• _TEXTO DA PÁGINA_
________________________________________
Desde logo, uma organização do trabalho e da economia assente em baixos salários, precariedade e exploração. A fragilidade dos vínculos (e a inexistência de vínculos com a verdadeira entidade patronal, no caso das prestações de serviço) tiveram como primeiríssimo reflexo desta pandemia despedimentos em massa. Assim, ficaram milhares de mulheres desempregadas ou viram os seus rendimentos decrescer abruptamente com a entrada em regimes de lay-off com pagamento parcial dos salários. E se é certo que estes problemas não são um exclusivo das trabalhadoras, têm um impacto incalculável. Foram centenas as denúncias de situações de autêntico aproveitamento da epidemia para atropelar direitos, o que é possível porque existe falta de cumprimento e fiscalização das normas laborais.
A generalização do teletrabalho, por outro lado, encerra o perigo de inverter um percurso histórico de “saída de casa” das mulheres. Mesmo considerada uma solução face à realidade existente, a verdade é que os trabalhadores sentem a fronteira entre a vida profissional e a vida pessoal e familiar cada vez mais esbatida e verifica-se uma maior desregulação e intensidade nos horários e ritmos de trabalho. Também ficaram em casa mais mulheres a dar assistência à família porque os seus salários eram também mais baixos.
________________________________________
• _SECÇÃO DE DADOS_
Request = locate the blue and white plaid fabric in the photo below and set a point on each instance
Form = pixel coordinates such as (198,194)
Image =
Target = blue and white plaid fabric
________________________________________
• _TAREFAS A REALIZAR_
[1] Traduza para inglês esta frase do texto da página: "Também ficaram em casa mais mulheres a dar assistência à família porque os seus salários eram também mais baixos."
[2] Segundo a primeira frase do texto da página, em que assenta a organização do trabalho e da economia? Enumere tudo o que ali se indica.

• _RESPOSTAS_
[1] More women also stayed at home to care for their families because their wages were also lower.

[2]
- baixos salários
- precariedade
- exploração